This Land: Idaho

The Great “Hot Springs or Busk” Tour Rolls Back Downhill (Dispatch from Pocatello, Idaho):
So, like a clown car perpetually overflowing with misfortune, here we are again, loopers. Remember that meticulously crafted itinerary, the one that promised a triumphant northward march to the Canadian border? Yeah, about that. Turns out, fate – that sadistic ringmaster with a penchant for rusty hubcaps – had other plans. Rocinante, our trusty (usually) mount, coughed up a lung full of power-pack trouble, forcing a U-turn south towards Wayfarer Central in Colorado Springs. Parts, bless their slow-moseyin’ selves, would not arrive for a fortnight, so we chose to spend the downtime at homebase, Hays, KS where we could also get Rocinante’s windshield replaced and a running board added.

But hey, a scenic detour is a scenic detour, right? We shivered through a one-night stand in Bismarck after a stunning sunset stretch through South and North Dakota’s rolling countryside. Then Billings Montana offered a brief respite before hightailing it through Bozeman, then Cody Wyoming. Cody, bless its remote tourist-trap hide, is where we met up with some excellent friends who steered us towards Thermopolis – a haven of hot springs so numerous they’d make Bacchus proud.

Records provided ->
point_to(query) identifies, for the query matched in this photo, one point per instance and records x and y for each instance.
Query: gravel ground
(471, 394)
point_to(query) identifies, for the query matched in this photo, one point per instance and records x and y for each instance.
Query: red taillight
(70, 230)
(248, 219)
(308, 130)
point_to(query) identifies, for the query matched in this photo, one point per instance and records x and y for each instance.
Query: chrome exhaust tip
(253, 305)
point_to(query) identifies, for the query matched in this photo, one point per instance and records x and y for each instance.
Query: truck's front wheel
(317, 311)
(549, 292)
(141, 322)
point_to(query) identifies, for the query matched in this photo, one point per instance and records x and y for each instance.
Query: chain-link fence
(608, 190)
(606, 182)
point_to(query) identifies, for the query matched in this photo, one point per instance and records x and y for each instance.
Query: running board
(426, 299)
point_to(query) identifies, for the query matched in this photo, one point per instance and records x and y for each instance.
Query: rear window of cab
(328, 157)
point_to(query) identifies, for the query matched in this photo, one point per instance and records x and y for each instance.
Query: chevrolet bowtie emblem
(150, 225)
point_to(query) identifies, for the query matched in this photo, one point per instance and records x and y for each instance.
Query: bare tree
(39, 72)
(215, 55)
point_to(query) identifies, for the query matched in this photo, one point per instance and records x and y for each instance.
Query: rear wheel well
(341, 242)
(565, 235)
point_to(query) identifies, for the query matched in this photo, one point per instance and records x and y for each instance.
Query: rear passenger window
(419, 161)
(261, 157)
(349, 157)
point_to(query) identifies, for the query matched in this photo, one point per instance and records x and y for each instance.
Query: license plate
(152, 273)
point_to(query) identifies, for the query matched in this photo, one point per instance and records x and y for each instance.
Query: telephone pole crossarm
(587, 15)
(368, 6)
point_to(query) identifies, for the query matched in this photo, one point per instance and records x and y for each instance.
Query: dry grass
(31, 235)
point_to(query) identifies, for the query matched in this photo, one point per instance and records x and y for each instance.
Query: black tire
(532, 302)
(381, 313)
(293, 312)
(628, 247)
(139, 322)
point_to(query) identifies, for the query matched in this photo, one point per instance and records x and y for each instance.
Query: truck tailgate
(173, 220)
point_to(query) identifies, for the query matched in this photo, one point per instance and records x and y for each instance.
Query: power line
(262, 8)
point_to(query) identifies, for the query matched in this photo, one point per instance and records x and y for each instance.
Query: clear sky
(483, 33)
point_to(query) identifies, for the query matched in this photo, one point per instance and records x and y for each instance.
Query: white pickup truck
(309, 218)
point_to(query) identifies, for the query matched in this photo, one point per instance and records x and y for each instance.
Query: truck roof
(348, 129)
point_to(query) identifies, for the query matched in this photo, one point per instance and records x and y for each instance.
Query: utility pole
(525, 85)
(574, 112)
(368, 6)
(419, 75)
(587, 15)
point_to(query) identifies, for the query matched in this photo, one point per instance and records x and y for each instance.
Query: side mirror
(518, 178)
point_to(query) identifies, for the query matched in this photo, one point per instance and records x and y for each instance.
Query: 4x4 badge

Exercise task 1 ->
Find every line in the records that contains the string "pole" and copy each one. Match case exactly.
Exercise task 2 ->
Keep writing the road-trip post about the detour toward Thermopolis, starting right after its last sentence.

Response 1 ->
Query: telephone pole crossarm
Query: utility pole

Response 2 ->
Then, Idaho Falls, a land in need of some highway adopters, became our next pitstop. After that, Pocatello, where we nestled in the bosom of a decent public library contemplating the next leg – Salt Lake City, a place that holds… hmmm… let’s just say Ronnie Hays has some “post-9/11 baggage” with SLC (stay tuned for the glorious details).

But the real star of this show, loopers, was the stretch between Cody, WY and Idaho Falls. Yellowstone National Park, in all its technicolor glory, unfolded before our bleary eyes. Mountains that scraped the underbelly of heaven, meadows bursting with wildflowers, switchbacks that would make a pretzel shout in pain. Mammoth Hot Springs, a geological freak show that would make P.T. Barnum envious. And the wildlife, oh the wildlife! Foxes with mischievous glints in their eyes, Elk foraging with enormous racks, bison as big and grumpy as your grunting uncle Melvin, and bears – enough bears to staff a Russian circus. The only downside? No dang AT&T service. Talk about being stranded in the technological dark ages!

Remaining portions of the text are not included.